> _Instruction_:
Give the lines of the data from the one holding "tag=arched bell opening action=locate" through the one holding "[420,218,474,283]", both included, as a JSON list of strings with one string per line and blank lines omitted.

> _The input_:
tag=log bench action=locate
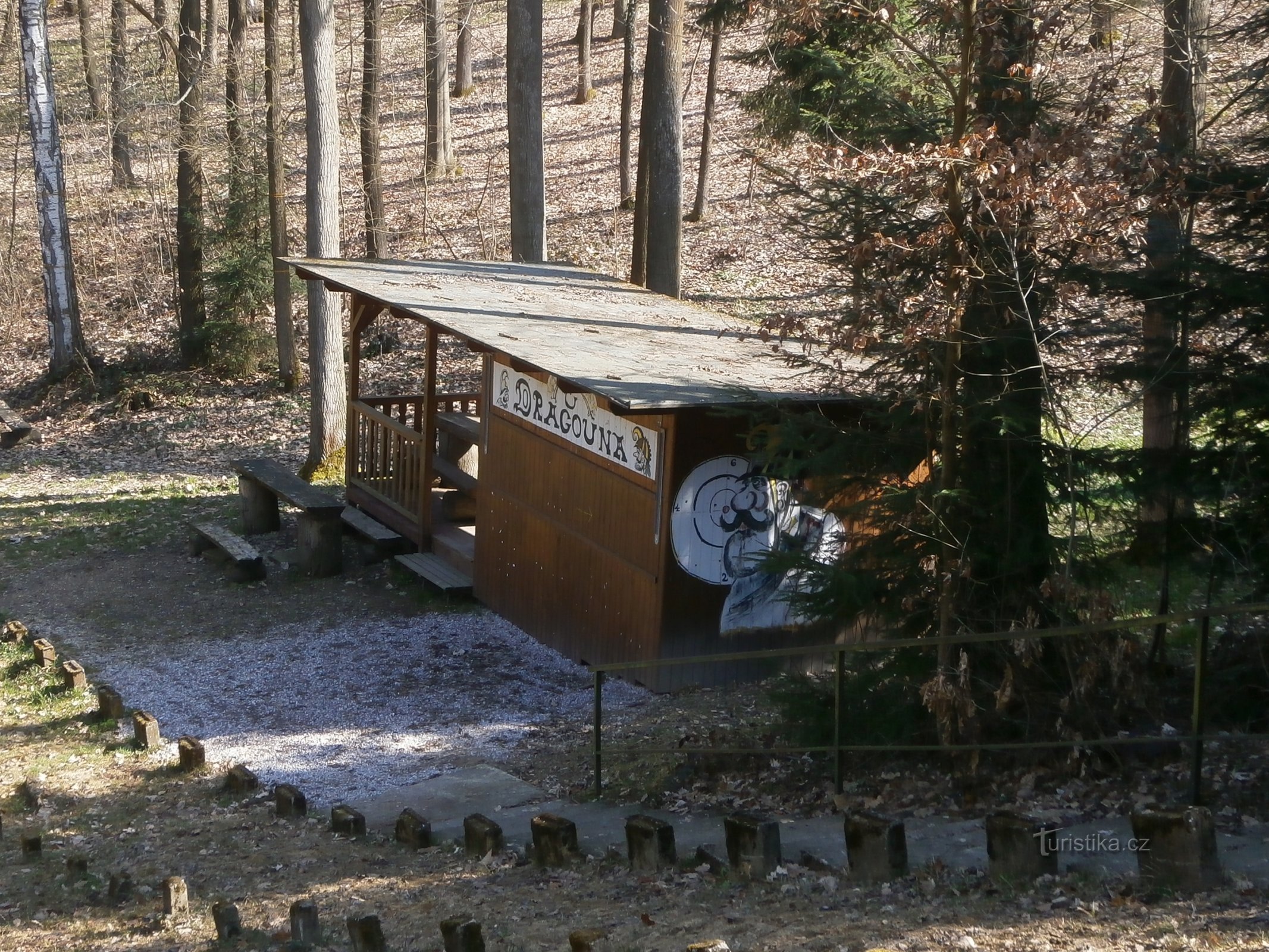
[189,522,264,581]
[230,459,344,579]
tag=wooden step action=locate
[437,414,480,443]
[431,523,476,575]
[396,552,472,596]
[431,456,476,495]
[340,505,413,562]
[189,522,264,581]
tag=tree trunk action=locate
[574,0,595,105]
[1137,0,1211,540]
[79,0,105,120]
[506,0,547,261]
[264,0,299,391]
[225,0,247,174]
[617,0,638,208]
[455,0,476,98]
[688,17,722,221]
[153,0,169,74]
[640,0,683,297]
[19,0,85,378]
[361,0,388,258]
[176,0,207,363]
[203,0,221,66]
[960,0,1049,619]
[427,0,456,175]
[299,0,346,476]
[111,0,137,188]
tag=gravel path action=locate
[52,610,651,803]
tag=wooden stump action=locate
[239,476,282,536]
[529,813,579,866]
[723,813,781,879]
[845,812,907,882]
[176,736,207,773]
[273,783,308,816]
[440,915,485,952]
[162,876,189,915]
[330,803,365,837]
[626,815,679,872]
[290,898,321,948]
[132,711,162,750]
[396,807,431,849]
[986,811,1057,882]
[463,813,506,856]
[296,513,344,579]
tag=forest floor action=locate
[0,2,1269,952]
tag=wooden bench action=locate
[189,522,264,581]
[230,459,344,578]
[340,505,413,565]
[0,400,39,449]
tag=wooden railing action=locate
[347,393,480,537]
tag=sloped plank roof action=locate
[286,258,831,411]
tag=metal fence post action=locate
[832,651,847,793]
[1190,613,1212,806]
[593,672,604,798]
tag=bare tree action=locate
[176,0,207,362]
[225,0,247,170]
[18,0,85,377]
[455,0,476,98]
[79,0,105,120]
[574,0,595,105]
[506,0,547,261]
[617,0,638,208]
[361,0,388,258]
[299,0,347,477]
[203,0,221,66]
[1139,0,1211,543]
[111,0,137,188]
[631,0,683,297]
[264,0,299,391]
[688,14,723,221]
[609,0,626,39]
[425,0,457,175]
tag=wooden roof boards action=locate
[286,258,842,411]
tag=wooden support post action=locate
[419,324,439,549]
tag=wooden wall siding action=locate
[480,410,660,577]
[475,411,664,664]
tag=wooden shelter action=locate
[289,259,844,688]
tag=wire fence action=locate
[590,602,1269,805]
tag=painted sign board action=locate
[494,361,661,478]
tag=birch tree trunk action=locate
[506,0,547,261]
[609,0,626,39]
[225,0,247,174]
[361,0,388,258]
[79,0,105,120]
[427,0,456,175]
[574,0,595,105]
[1135,0,1211,548]
[455,0,476,99]
[617,0,638,208]
[688,17,722,221]
[640,0,683,297]
[176,0,207,362]
[264,0,299,391]
[18,0,85,378]
[111,0,137,188]
[299,0,347,477]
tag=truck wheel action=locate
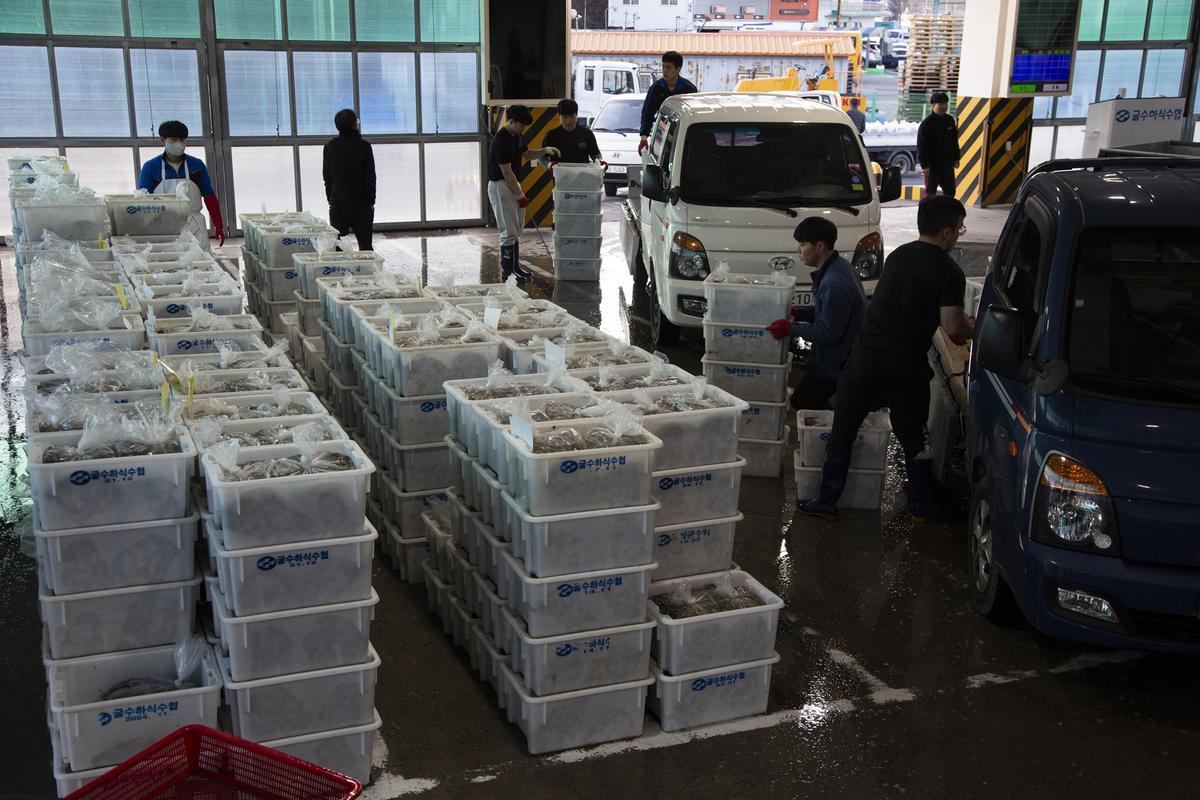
[967,479,1020,624]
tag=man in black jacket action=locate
[917,91,959,197]
[322,108,376,249]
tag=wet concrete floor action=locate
[0,195,1200,800]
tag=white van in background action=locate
[620,92,900,344]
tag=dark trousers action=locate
[925,167,955,197]
[329,205,374,249]
[826,348,934,464]
[792,372,838,411]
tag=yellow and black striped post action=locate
[955,97,1033,207]
[492,107,559,228]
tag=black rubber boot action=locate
[905,458,934,523]
[796,453,850,522]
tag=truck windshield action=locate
[1067,228,1200,404]
[680,122,871,207]
[592,100,642,133]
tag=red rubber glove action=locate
[767,319,792,339]
[204,194,224,247]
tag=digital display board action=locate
[1008,0,1081,97]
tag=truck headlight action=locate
[1031,453,1121,555]
[667,233,709,281]
[851,233,883,281]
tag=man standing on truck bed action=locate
[637,50,697,155]
[917,91,961,197]
[796,197,974,522]
[767,217,866,409]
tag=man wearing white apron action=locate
[138,120,224,249]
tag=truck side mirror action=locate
[976,306,1026,380]
[880,167,902,203]
[642,164,667,203]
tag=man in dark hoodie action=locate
[322,108,376,249]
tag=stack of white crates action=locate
[701,271,796,477]
[554,163,604,281]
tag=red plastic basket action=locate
[66,724,362,800]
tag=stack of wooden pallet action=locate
[898,14,962,121]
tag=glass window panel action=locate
[233,145,296,219]
[288,0,350,42]
[372,144,427,224]
[1099,50,1141,99]
[1146,0,1194,41]
[1104,0,1150,42]
[0,47,55,136]
[66,148,140,194]
[1054,125,1084,158]
[421,53,479,133]
[130,49,204,137]
[54,47,130,137]
[1079,0,1104,42]
[128,0,200,38]
[0,0,46,33]
[214,0,283,38]
[354,0,416,42]
[359,53,416,133]
[421,0,479,43]
[50,0,125,36]
[425,142,482,222]
[292,50,354,136]
[226,50,292,136]
[1055,50,1100,118]
[1030,126,1054,169]
[1141,50,1186,97]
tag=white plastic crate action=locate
[104,194,192,236]
[34,513,199,595]
[794,450,888,511]
[200,441,376,549]
[205,524,379,616]
[554,190,604,215]
[38,576,200,658]
[502,666,654,754]
[504,609,654,697]
[738,425,792,477]
[647,570,784,675]
[553,258,604,281]
[650,458,746,525]
[554,234,604,260]
[647,652,779,732]
[212,582,379,681]
[44,644,222,771]
[700,355,792,403]
[554,213,604,239]
[504,492,662,578]
[217,644,380,741]
[28,428,196,530]
[796,410,892,469]
[704,318,791,363]
[20,314,146,356]
[738,389,792,439]
[650,513,743,581]
[504,420,662,517]
[262,712,383,786]
[497,553,655,637]
[704,272,796,325]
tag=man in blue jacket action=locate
[637,50,697,155]
[768,217,866,409]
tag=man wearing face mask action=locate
[138,120,224,247]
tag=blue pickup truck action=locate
[967,158,1200,654]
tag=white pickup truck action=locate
[620,92,900,344]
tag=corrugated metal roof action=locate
[571,30,854,60]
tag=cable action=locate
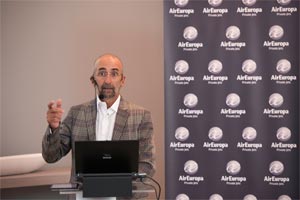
[139,174,161,200]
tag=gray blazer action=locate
[42,97,155,182]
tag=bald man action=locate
[42,54,155,198]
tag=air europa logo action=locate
[175,193,190,200]
[203,126,228,152]
[221,160,247,185]
[271,59,297,85]
[236,0,263,17]
[169,60,195,85]
[202,0,228,17]
[263,93,290,118]
[178,26,203,51]
[203,59,228,85]
[220,93,246,118]
[169,0,195,18]
[170,127,195,151]
[271,0,298,16]
[271,127,298,152]
[263,25,290,50]
[178,93,204,118]
[236,59,262,85]
[264,160,290,186]
[209,194,223,200]
[243,194,257,200]
[178,160,204,185]
[220,26,246,51]
[237,127,263,152]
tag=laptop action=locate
[74,140,139,177]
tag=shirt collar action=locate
[97,95,121,112]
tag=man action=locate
[42,54,155,198]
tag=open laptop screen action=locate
[74,140,139,176]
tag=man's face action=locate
[94,56,125,101]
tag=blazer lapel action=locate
[85,100,97,140]
[112,97,129,140]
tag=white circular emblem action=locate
[183,26,198,41]
[242,127,257,142]
[184,160,198,175]
[269,25,284,40]
[176,194,190,200]
[269,93,284,108]
[242,59,256,74]
[226,160,241,175]
[208,0,223,7]
[276,127,292,142]
[276,59,291,74]
[277,0,291,6]
[269,161,284,175]
[174,0,189,8]
[226,93,241,108]
[242,0,256,6]
[226,26,241,40]
[243,194,257,200]
[183,93,198,108]
[209,194,223,200]
[175,127,190,142]
[208,60,223,74]
[175,60,189,75]
[208,126,223,142]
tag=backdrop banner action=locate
[164,0,300,200]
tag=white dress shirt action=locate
[76,95,121,200]
[96,95,121,141]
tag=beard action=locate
[99,84,116,100]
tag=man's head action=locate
[91,54,125,107]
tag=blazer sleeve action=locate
[42,108,74,163]
[138,110,155,176]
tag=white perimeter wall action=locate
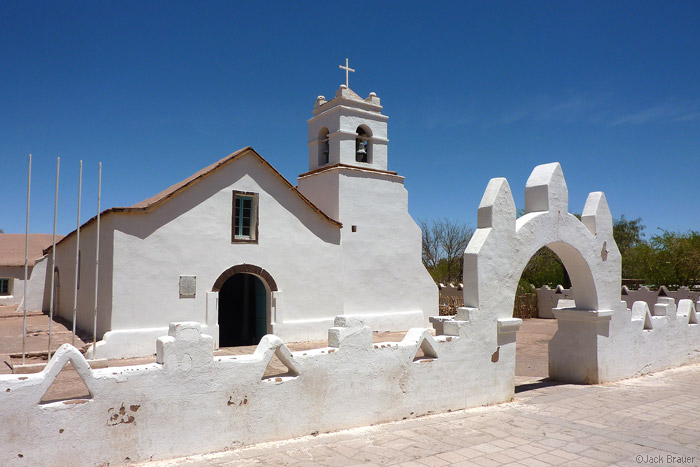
[0,317,515,467]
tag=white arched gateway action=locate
[464,163,621,383]
[448,163,700,389]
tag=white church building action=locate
[35,79,438,358]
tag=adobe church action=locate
[31,73,438,358]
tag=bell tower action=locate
[307,59,389,171]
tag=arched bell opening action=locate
[355,125,372,164]
[318,126,330,166]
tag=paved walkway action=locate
[142,365,700,467]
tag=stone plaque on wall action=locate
[180,276,197,298]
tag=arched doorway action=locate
[212,264,277,347]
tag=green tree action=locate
[613,214,653,279]
[648,230,700,288]
[518,247,571,293]
[420,218,474,283]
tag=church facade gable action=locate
[37,73,438,358]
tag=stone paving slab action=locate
[139,365,700,467]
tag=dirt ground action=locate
[0,306,557,402]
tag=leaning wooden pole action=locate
[71,160,83,345]
[22,154,32,365]
[92,162,102,358]
[49,157,61,360]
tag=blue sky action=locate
[0,1,700,239]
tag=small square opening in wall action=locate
[180,276,197,298]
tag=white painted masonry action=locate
[456,163,700,383]
[35,86,438,358]
[0,317,515,467]
[0,162,700,466]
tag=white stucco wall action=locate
[52,215,114,339]
[0,266,24,305]
[464,163,700,383]
[299,167,438,331]
[0,258,48,312]
[0,316,515,467]
[97,154,342,356]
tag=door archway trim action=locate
[211,264,277,292]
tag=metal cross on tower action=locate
[338,58,355,89]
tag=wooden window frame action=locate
[231,190,260,244]
[0,277,12,297]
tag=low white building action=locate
[44,86,438,358]
[0,233,57,311]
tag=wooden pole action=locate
[22,154,32,365]
[92,162,102,359]
[71,160,83,345]
[49,157,61,360]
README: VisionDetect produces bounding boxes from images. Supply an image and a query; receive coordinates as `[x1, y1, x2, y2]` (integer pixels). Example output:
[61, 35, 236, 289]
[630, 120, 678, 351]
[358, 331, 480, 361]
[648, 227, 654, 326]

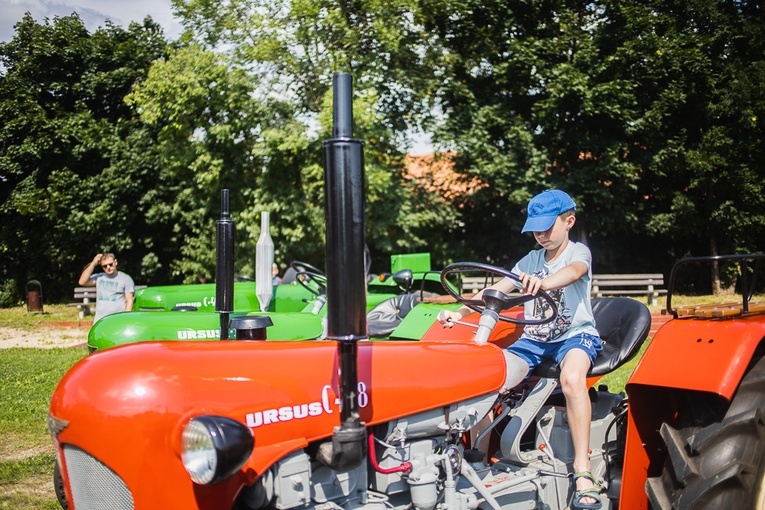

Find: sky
[0, 0, 181, 42]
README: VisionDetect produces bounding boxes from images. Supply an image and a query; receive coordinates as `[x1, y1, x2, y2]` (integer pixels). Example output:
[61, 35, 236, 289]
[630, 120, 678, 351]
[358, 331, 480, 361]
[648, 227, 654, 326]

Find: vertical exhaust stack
[215, 189, 234, 340]
[319, 73, 368, 471]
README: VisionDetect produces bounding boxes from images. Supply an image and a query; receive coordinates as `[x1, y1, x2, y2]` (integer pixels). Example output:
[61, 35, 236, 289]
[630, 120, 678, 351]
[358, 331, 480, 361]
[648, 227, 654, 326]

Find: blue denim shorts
[507, 333, 603, 370]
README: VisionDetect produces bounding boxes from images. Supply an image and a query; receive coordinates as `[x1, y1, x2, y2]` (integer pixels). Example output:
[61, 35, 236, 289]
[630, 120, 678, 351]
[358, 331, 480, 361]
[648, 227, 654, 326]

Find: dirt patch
[0, 326, 90, 349]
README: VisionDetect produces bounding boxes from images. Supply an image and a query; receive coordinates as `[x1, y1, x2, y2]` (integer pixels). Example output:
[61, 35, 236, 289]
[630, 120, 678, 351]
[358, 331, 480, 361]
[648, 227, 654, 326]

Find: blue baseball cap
[521, 189, 576, 233]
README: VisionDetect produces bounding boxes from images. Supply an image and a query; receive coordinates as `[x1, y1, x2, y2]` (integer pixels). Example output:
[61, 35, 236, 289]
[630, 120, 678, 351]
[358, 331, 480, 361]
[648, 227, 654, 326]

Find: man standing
[79, 253, 135, 322]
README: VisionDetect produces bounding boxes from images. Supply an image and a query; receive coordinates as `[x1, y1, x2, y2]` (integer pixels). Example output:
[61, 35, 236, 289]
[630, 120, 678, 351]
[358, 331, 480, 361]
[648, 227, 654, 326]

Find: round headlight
[181, 416, 254, 485]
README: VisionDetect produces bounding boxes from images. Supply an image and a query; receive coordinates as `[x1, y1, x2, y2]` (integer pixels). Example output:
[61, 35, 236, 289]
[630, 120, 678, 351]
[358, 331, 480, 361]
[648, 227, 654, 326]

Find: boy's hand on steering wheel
[519, 273, 545, 296]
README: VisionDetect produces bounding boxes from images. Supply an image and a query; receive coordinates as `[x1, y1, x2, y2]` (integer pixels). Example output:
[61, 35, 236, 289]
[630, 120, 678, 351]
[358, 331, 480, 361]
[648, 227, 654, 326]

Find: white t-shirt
[510, 241, 598, 342]
[91, 271, 135, 322]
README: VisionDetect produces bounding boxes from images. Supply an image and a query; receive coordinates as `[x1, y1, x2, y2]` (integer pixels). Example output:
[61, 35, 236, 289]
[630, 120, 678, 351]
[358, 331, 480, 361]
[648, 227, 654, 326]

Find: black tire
[53, 462, 69, 510]
[646, 357, 765, 510]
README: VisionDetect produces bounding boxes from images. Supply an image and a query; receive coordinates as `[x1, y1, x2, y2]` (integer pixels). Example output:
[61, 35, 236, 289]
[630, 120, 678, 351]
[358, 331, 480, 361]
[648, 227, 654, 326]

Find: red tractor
[49, 75, 765, 510]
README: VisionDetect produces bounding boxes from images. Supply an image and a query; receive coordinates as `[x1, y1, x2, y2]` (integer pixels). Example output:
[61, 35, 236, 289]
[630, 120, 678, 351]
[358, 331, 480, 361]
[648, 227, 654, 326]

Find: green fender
[133, 282, 315, 312]
[88, 312, 324, 350]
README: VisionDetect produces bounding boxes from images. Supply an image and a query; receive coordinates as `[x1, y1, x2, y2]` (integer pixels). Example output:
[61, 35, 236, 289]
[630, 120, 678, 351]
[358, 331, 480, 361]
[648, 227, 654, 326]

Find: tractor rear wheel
[646, 357, 765, 510]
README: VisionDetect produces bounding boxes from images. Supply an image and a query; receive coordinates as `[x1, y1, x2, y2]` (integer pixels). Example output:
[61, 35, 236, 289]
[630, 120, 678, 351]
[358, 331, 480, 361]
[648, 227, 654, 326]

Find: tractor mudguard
[50, 341, 505, 510]
[88, 312, 323, 350]
[627, 315, 765, 400]
[620, 315, 765, 510]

> _Written answer_:
[
  "tag=arched bell opening action=locate",
  "[355,125,372,164]",
  "[318,126,330,166]",
  "tag=paved walkway action=locate",
  "[142,365,700,467]",
  "tag=stone plaque on wall action=locate",
  "[180,276,197,298]",
  "tag=arched doorway action=locate",
  "[212,264,277,347]",
  "tag=green tree action=locate",
  "[613,214,653,279]",
  "[648,230,700,288]",
  "[518,247,571,293]",
  "[420,218,474,283]"
]